* start Document passage *

EP by John Walker/Scott Walker
- Released: 2 December 1966
- Recorded: 1966
- Genre: Pop, baroque pop, blue-eyed soul
- Length: 13:15
- Label: Philips
- Producer: John Franz

The Walker Brothers chronology
| Another Tear Falls (1966) | Solo John/Solo Scott (1966) | Deadlier Than the Male (1966) |

Rear sleeve

= Solo John/Solo Scott =

Solo John/Solo Scott is a split EP by John Walker and Scott Walker, members of the American pop group The Walker Brothers. It was released in 1966 and reached number four on the UK EP Chart.

The EP was produced by John Franz with musical accompaniment directed by Reg Guest. It includes the original Scott Walker composition "Mrs. Murphy". All four tracks have since been re-released on the expanded edition of The Walker Brothers' second album, Portrait.

* end Document passage *
* start Provided records *

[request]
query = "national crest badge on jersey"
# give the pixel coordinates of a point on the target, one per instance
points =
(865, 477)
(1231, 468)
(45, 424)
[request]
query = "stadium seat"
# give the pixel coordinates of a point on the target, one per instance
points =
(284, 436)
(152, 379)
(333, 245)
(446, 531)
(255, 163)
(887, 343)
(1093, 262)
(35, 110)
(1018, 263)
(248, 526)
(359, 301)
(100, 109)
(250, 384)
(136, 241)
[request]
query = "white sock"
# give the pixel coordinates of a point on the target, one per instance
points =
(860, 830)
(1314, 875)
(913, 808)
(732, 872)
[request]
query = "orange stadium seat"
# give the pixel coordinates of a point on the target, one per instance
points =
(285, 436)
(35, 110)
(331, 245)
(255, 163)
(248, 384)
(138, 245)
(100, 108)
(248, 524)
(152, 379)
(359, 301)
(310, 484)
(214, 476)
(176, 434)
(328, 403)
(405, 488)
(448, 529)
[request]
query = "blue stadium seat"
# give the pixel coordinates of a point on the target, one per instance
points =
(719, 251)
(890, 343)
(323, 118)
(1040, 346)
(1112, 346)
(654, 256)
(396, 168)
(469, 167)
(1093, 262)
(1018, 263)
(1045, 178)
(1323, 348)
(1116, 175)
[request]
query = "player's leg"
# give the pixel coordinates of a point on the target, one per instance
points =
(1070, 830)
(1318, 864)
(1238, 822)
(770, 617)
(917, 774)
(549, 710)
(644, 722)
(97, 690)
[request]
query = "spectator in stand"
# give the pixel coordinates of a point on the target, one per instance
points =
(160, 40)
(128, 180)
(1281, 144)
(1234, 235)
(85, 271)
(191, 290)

* end Provided records *

> Task instructions: Copy out the full Solo John/Solo Scott EP article above word for word, with nothing left out or changed.

> Solution below:
EP by John Walker/Scott Walker
- Released: 2 December 1966
- Recorded: 1966
- Genre: Pop, baroque pop, blue-eyed soul
- Length: 13:15
- Label: Philips
- Producer: John Franz

The Walker Brothers chronology
| Another Tear Falls (1966) | Solo John/Solo Scott (1966) | Deadlier Than the Male (1966) |

Rear sleeve

= Solo John/Solo Scott =

Solo John/Solo Scott is a split EP by John Walker and Scott Walker, members of the American pop group The Walker Brothers. It was released in 1966 and reached number four on the UK EP Chart.

The EP was produced by John Franz with musical accompaniment directed by Reg Guest. It includes the original Scott Walker composition "Mrs. Murphy". All four tracks have since been re-released on the expanded edition of The Walker Brothers' second album, Portrait.